▸ **Short task**:
Count the lines in the collected data below that contain the string "roof", matching case exactly, and give only the number.

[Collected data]
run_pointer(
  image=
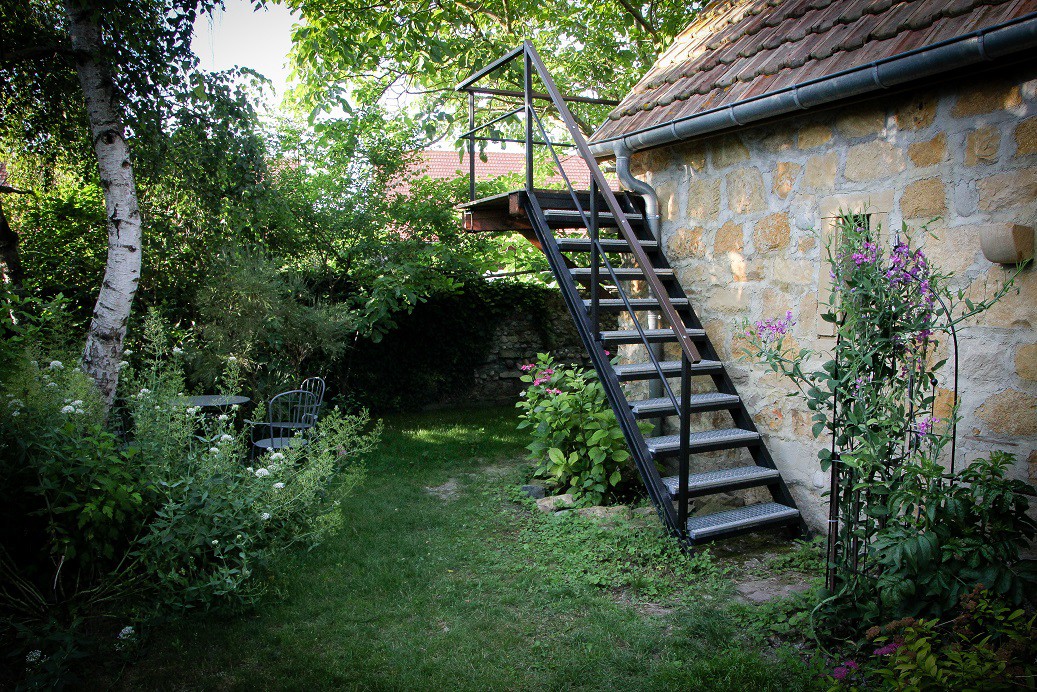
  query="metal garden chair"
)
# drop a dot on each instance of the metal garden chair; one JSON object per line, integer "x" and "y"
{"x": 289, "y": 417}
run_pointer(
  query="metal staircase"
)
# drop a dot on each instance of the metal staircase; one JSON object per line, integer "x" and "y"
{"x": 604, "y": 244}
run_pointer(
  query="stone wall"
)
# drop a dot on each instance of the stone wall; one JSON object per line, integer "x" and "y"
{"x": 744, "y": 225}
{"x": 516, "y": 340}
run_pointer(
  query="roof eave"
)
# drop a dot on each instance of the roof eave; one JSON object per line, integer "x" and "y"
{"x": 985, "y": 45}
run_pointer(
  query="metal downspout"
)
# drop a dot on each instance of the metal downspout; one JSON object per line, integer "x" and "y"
==
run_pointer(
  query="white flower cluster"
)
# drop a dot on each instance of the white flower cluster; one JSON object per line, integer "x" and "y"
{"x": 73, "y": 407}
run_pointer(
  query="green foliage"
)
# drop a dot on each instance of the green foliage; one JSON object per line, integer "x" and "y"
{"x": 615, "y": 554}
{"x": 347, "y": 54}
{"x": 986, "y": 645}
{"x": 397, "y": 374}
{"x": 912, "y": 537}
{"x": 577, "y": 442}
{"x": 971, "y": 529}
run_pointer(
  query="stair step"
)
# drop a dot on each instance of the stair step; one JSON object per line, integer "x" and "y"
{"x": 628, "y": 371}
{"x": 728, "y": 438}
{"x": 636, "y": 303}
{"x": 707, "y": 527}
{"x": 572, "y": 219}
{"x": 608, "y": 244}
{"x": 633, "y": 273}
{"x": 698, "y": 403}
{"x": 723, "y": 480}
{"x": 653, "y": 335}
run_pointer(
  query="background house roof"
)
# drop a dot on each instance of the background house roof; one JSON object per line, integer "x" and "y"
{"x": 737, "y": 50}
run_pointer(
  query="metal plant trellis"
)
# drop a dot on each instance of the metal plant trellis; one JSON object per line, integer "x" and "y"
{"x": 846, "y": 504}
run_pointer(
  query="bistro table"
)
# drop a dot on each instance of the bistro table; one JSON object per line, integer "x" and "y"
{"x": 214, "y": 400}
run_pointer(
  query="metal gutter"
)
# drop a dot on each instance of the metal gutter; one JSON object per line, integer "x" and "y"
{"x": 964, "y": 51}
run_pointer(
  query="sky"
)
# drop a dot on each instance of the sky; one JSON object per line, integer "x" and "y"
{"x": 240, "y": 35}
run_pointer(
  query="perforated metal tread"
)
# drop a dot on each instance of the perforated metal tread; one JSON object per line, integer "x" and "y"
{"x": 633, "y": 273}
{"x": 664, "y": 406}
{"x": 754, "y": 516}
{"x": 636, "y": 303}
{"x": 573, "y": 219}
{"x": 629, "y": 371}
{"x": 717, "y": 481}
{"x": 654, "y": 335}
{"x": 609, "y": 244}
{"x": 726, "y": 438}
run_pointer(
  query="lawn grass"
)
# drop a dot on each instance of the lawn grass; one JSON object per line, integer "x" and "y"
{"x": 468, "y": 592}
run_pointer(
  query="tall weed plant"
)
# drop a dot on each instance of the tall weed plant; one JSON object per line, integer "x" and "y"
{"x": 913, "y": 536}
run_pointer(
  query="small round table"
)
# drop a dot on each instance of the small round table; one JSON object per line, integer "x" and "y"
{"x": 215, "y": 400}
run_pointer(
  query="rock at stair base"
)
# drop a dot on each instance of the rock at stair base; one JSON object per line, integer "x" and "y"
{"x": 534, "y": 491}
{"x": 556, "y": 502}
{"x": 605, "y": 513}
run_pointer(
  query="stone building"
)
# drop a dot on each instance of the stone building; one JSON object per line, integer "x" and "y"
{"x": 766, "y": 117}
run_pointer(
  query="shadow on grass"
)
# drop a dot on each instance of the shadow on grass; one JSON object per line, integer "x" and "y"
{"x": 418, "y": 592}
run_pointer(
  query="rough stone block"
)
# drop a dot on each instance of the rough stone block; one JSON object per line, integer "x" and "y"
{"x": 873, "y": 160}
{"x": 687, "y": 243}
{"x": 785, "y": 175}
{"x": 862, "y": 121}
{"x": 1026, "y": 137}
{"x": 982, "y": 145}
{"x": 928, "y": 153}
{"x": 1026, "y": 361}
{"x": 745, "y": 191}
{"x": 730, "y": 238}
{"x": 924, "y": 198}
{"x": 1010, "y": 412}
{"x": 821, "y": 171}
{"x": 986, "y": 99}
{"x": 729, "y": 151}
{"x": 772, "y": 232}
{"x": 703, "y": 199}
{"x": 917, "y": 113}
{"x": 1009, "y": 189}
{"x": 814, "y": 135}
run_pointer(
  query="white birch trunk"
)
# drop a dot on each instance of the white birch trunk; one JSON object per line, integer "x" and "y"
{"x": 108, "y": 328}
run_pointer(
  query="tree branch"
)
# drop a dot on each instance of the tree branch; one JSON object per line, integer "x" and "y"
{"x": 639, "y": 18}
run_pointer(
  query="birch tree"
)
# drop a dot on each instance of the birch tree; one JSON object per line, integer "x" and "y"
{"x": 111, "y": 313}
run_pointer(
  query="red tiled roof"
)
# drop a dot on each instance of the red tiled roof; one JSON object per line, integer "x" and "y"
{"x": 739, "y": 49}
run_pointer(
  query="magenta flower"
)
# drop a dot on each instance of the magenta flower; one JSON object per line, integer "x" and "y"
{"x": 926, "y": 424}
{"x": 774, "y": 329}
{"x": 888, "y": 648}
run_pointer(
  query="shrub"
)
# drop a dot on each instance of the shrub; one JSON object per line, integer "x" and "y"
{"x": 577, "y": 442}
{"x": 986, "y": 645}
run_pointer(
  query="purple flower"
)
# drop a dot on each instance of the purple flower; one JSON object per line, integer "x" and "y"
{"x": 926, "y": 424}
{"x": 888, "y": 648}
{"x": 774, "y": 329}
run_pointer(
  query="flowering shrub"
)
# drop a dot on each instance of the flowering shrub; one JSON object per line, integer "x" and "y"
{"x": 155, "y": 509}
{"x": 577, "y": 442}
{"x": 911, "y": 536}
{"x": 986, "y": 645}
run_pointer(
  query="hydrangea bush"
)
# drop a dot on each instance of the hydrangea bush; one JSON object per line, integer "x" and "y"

▸ **Result of this exercise**:
6